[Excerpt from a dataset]

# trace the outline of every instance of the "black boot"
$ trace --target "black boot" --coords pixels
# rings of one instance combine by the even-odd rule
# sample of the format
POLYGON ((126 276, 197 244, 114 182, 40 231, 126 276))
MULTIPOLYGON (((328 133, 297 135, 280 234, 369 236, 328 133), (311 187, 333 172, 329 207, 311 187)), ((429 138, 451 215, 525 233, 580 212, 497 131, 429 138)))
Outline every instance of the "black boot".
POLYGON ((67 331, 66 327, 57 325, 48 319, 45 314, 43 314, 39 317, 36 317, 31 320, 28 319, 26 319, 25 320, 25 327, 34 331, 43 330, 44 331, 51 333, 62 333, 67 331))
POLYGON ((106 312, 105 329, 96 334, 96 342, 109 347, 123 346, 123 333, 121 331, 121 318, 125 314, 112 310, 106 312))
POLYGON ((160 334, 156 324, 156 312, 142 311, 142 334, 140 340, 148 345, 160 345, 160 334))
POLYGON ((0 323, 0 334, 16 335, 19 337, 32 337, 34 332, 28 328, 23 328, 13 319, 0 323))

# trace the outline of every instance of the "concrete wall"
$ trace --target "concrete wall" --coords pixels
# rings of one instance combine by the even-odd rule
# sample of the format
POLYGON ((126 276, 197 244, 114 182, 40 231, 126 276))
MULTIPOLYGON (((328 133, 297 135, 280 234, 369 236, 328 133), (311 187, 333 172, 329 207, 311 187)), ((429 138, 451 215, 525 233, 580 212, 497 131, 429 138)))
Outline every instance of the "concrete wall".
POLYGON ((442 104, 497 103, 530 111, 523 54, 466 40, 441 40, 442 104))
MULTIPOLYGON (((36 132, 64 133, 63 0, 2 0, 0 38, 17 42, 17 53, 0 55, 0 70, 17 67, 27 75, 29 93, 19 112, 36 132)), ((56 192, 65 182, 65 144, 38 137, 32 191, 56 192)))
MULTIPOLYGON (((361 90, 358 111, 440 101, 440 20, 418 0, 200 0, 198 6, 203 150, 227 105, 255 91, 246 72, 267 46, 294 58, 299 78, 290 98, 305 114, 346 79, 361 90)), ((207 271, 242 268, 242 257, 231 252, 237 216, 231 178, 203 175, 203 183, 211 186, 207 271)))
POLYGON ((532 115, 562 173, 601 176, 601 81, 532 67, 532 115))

**What to do**
Can you rewrite the part of the data running from its start through the line containing "POLYGON ((0 323, 0", substituting "brown boot" for "black boot" and leaving all else unchanged?

**The completed task**
# trace the outline of every instance of the "brown boot"
$ trace --target "brown boot" --coords pixels
# rings of one instance combine by the even-odd rule
# sample of the format
POLYGON ((126 276, 197 244, 114 182, 40 231, 126 276))
MULTIPOLYGON (((328 133, 297 135, 280 234, 369 236, 328 133), (311 187, 333 172, 329 207, 311 187)), ((429 138, 451 215, 525 233, 580 212, 497 131, 429 138)))
Outline every instance of the "brown boot".
POLYGON ((67 331, 66 327, 57 325, 48 319, 45 314, 43 314, 39 317, 36 317, 31 320, 28 319, 26 319, 25 320, 25 327, 34 331, 43 330, 44 331, 51 333, 62 333, 67 331))
POLYGON ((106 312, 105 329, 96 334, 96 342, 109 347, 123 346, 123 333, 121 331, 121 318, 125 314, 112 310, 106 312))
POLYGON ((160 334, 156 324, 156 312, 142 311, 142 334, 140 340, 148 345, 160 345, 160 334))
POLYGON ((0 323, 0 334, 16 335, 19 337, 32 337, 34 332, 28 328, 23 328, 13 319, 0 323))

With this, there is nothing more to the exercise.